Put the rows below into a two-column CSV with the columns "instruction" and "keypoints", one line for each row. Wrap each row's text and its answer in double quotes with line breaks replaced by spaces, and leave out the pictures.
Start of DATA SUPPLIED
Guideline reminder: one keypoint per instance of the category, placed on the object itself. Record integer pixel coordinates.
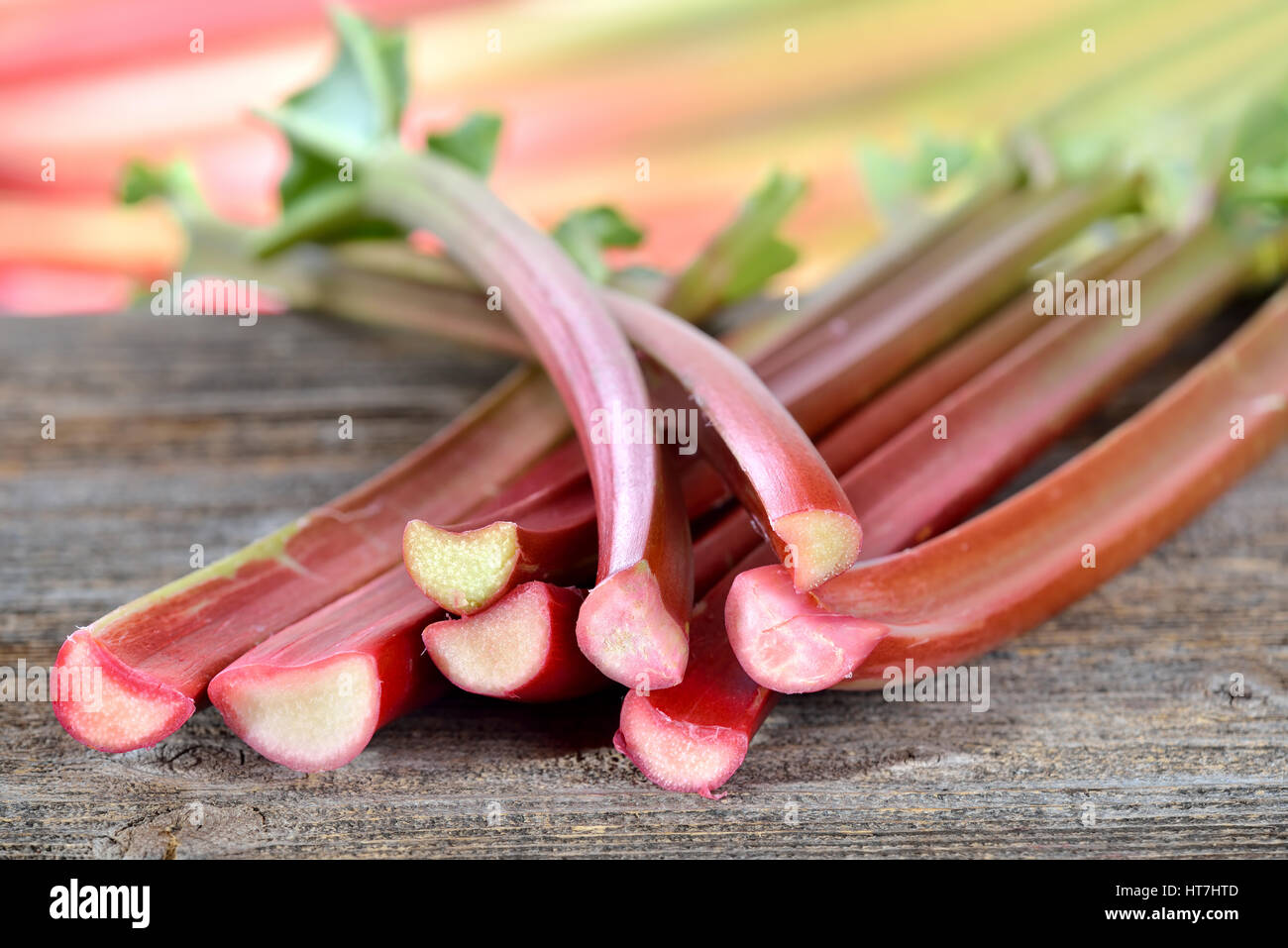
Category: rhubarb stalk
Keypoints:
(312, 695)
(522, 648)
(159, 652)
(1046, 546)
(939, 468)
End of DATA SUPPLIED
◆ **REPLY**:
instruction,keypoints
"Guideline reminder: one keypoint per instance of the category, placed on the object itself. Record integer pixel coordinates. Category: rhubarb stalk Keypoints:","(312, 695) (522, 648) (159, 652) (1046, 546) (939, 468)"